→ THE PROBLEM
Retype, word for word, every line of the records below starting at the one that contains "In this exercise you will tag the stainless" and ending at the one that contains "In this exercise you will tag the short"; include both of those lines and nothing more.

DATA TO PROCESS Block Start

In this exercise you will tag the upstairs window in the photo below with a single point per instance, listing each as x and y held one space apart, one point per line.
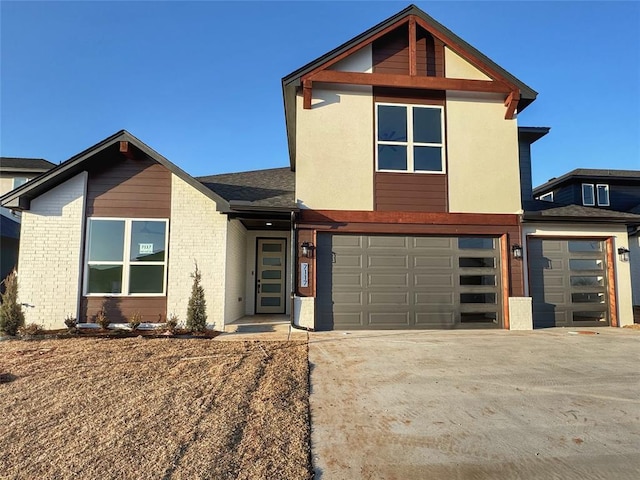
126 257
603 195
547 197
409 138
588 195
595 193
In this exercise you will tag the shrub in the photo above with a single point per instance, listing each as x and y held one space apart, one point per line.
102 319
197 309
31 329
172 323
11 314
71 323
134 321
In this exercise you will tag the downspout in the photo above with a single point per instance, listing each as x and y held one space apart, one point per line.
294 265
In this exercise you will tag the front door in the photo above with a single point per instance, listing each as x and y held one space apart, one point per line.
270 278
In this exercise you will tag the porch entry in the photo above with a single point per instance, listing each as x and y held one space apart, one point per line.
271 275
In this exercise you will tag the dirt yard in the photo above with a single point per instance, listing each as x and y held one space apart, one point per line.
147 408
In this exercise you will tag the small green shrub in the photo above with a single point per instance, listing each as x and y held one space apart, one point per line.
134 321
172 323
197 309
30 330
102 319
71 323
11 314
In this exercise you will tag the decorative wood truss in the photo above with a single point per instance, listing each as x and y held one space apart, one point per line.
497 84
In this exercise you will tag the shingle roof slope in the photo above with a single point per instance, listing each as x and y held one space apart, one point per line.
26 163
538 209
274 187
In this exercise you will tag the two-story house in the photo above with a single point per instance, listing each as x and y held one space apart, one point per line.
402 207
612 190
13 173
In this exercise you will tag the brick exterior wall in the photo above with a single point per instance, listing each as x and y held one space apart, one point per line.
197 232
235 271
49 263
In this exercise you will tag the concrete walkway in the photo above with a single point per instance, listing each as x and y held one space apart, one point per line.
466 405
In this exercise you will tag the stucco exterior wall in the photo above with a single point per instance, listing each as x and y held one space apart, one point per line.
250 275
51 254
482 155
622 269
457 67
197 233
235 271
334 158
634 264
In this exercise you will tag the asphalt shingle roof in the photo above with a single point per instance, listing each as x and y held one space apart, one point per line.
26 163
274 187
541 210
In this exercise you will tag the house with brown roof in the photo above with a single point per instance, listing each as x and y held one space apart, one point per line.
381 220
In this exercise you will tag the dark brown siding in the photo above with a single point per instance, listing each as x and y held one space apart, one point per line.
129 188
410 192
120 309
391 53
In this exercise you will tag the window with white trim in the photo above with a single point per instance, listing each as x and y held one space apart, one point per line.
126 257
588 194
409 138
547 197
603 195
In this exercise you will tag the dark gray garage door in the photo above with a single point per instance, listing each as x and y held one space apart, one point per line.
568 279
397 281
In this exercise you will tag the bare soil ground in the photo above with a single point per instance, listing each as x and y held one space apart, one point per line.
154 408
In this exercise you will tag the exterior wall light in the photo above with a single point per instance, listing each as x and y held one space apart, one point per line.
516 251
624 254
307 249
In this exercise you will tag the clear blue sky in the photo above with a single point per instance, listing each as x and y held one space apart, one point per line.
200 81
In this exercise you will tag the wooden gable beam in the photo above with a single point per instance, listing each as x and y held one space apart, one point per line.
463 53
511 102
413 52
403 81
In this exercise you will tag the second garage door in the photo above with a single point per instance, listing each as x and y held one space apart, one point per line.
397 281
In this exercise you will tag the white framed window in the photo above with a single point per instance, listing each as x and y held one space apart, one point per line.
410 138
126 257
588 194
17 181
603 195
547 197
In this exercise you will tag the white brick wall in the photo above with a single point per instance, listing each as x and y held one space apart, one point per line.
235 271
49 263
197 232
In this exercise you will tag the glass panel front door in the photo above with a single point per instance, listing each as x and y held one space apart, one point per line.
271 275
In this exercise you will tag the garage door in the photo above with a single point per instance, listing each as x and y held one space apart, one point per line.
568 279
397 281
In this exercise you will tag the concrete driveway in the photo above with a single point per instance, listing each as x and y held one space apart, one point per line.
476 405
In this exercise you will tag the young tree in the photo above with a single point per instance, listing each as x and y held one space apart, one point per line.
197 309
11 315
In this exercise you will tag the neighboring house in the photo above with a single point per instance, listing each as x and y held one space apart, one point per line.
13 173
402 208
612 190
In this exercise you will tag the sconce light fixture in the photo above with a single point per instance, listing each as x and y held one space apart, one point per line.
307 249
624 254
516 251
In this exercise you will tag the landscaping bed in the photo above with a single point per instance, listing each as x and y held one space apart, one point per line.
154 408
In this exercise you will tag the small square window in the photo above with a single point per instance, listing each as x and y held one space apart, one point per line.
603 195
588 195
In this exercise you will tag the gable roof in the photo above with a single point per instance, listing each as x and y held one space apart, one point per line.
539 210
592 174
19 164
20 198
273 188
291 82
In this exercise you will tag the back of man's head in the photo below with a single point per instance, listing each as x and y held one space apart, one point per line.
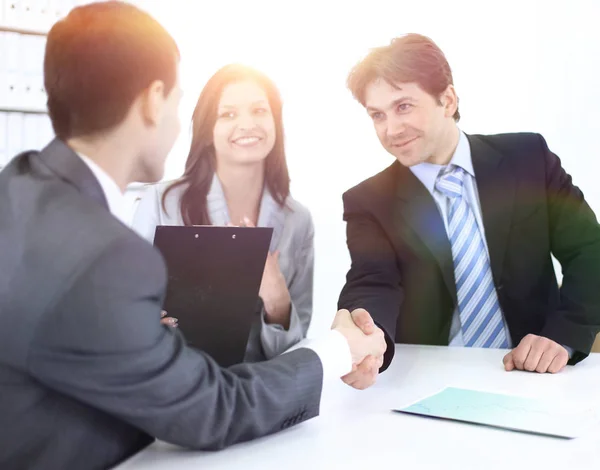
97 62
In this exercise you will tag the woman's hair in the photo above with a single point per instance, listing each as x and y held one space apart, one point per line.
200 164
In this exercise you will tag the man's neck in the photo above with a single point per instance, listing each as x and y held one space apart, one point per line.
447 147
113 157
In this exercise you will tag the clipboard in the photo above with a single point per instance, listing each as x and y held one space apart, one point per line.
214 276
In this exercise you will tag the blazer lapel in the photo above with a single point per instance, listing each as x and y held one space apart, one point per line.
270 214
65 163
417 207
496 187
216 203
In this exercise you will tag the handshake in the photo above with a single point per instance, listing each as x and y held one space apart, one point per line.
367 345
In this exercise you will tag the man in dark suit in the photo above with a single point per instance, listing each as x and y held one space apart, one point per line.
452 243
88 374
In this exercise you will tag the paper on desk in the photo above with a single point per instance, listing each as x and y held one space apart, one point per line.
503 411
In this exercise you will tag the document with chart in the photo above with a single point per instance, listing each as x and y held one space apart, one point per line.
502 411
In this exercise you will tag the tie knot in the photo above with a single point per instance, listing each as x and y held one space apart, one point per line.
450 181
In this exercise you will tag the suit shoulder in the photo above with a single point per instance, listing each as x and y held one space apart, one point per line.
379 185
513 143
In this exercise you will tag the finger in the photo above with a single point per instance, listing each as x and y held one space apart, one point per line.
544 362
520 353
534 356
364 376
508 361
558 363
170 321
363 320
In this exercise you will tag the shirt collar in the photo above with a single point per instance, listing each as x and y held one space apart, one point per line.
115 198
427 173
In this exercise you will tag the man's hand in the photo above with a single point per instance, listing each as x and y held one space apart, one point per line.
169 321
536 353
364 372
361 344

DATA TO PROCESS Block End
DATA TO PROCESS Block Start

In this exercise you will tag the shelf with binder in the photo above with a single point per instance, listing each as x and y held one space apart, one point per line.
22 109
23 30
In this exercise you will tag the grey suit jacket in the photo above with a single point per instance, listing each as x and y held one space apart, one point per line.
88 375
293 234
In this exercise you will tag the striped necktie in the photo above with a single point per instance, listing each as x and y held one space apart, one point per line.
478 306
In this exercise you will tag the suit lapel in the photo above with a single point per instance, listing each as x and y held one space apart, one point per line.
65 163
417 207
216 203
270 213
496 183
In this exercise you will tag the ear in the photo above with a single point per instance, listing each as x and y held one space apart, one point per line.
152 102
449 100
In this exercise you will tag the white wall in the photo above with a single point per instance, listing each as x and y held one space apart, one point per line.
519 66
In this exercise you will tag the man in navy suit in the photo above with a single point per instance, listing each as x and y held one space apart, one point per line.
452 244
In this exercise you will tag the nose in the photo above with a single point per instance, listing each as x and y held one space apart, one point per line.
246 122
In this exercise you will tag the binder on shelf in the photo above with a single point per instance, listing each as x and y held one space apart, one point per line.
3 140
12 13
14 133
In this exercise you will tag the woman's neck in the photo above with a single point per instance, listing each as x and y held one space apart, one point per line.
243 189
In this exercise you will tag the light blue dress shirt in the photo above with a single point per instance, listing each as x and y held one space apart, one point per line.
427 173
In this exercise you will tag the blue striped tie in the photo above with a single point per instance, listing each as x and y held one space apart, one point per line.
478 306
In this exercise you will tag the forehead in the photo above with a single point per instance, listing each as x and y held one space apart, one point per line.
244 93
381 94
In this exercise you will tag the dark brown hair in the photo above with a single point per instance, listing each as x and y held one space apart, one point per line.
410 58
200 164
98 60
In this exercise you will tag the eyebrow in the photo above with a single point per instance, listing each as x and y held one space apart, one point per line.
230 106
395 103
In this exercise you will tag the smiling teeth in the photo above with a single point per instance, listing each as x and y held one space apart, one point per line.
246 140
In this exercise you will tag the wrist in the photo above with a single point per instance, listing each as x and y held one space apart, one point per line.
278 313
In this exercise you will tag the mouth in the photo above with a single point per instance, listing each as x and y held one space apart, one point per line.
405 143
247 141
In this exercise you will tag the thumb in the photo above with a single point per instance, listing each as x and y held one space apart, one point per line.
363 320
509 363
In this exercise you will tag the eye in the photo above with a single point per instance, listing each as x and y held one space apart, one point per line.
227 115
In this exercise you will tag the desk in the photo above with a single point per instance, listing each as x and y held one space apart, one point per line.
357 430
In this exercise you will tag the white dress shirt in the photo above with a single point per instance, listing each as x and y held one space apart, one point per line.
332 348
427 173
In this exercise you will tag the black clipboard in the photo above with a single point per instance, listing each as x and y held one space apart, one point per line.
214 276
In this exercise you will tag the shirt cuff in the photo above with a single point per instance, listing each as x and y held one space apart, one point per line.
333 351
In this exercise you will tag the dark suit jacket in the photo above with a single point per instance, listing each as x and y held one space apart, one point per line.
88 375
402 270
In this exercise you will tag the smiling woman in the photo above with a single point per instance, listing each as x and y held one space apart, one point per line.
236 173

DATA TO PROCESS Block End
DATA TO PROCESS Block Start

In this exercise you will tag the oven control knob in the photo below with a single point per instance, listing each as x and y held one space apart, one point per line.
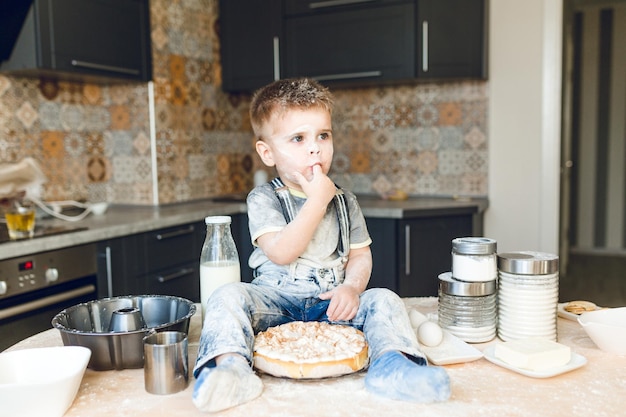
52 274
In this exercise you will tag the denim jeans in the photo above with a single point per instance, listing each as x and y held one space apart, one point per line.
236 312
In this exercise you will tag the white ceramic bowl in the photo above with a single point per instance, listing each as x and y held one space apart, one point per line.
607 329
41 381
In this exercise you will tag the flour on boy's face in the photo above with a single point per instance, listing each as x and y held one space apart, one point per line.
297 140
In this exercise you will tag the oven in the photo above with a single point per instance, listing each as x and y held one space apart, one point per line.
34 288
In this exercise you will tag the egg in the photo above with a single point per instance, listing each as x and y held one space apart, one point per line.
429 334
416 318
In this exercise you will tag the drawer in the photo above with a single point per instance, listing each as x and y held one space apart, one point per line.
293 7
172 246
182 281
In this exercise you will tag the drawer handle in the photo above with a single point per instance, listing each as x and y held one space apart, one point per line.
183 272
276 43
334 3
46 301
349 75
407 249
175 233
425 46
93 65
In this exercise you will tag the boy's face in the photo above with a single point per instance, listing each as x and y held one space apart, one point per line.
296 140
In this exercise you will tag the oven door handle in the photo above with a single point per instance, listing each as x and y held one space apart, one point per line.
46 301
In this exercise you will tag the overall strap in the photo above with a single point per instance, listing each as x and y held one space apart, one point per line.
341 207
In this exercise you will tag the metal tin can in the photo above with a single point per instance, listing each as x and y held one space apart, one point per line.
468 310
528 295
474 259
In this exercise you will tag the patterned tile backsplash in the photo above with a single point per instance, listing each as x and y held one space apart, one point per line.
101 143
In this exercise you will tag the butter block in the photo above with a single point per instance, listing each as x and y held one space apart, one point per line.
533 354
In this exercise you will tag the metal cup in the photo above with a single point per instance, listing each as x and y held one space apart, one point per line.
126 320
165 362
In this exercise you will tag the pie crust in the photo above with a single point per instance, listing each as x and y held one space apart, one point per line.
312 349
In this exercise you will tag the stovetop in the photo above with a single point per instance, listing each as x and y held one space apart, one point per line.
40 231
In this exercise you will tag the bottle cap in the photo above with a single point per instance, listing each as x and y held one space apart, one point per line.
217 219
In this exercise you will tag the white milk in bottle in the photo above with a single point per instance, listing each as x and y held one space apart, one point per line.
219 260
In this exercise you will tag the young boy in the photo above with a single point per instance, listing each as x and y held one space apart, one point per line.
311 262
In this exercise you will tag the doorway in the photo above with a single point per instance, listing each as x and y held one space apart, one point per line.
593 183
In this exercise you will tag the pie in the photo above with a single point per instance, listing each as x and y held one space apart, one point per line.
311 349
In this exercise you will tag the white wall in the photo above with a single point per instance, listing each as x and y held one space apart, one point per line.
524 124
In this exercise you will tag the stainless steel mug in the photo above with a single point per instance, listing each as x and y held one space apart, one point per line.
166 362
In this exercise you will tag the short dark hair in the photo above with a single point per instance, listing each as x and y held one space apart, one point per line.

DATA TO PROCESS Block End

→ WORKED SOLUTION
In this exercise you will tag the stainless steel mug in the photo above with a single point per instance, listing each as x and y held one space apart, one point per line.
166 362
In this exercise you will tag the short dark hair in the photo above with a single point per instance, listing each as x and y held one space apart, one point per line.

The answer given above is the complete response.